======== RECORDED DATA

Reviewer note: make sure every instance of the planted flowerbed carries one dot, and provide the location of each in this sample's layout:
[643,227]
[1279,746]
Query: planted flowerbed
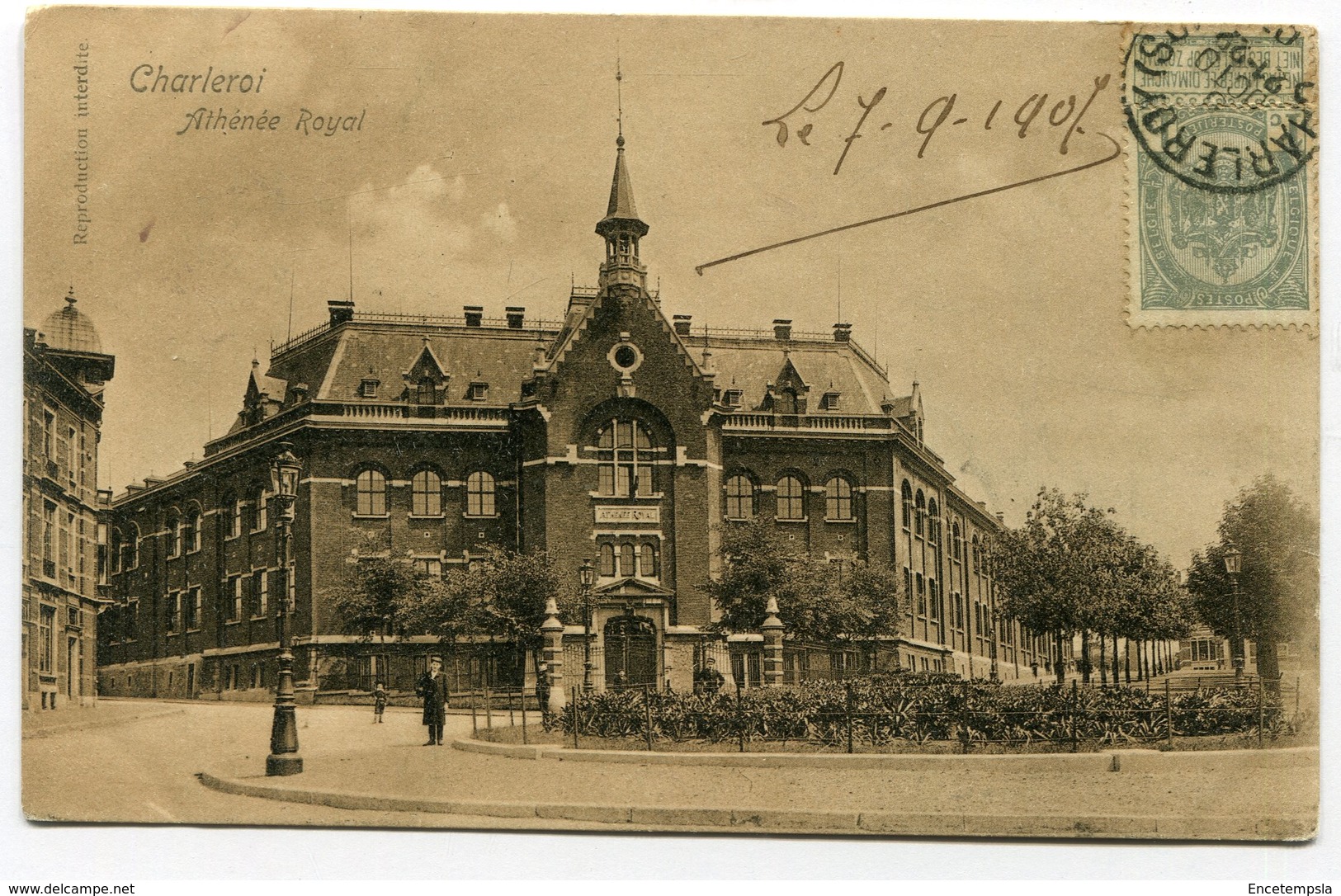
[924,711]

================

DIRECTIONS FOR THIS TASK: Render the listing above as a Markdown table with the columns No. and Text. Give each nonblank line its own numbered row, and leave out blank lines and the pictures.

IN RESPONSE:
| No. | Text |
|---|---|
| 1 | Reviewer note: make sure every instance of the planted flowerbed carries one dot, and provide the location of each in this sample's layout: |
| 2 | [643,227] |
| 3 | [1279,746] |
| 4 | Query: planted flowerbed |
| 5 | [924,711] |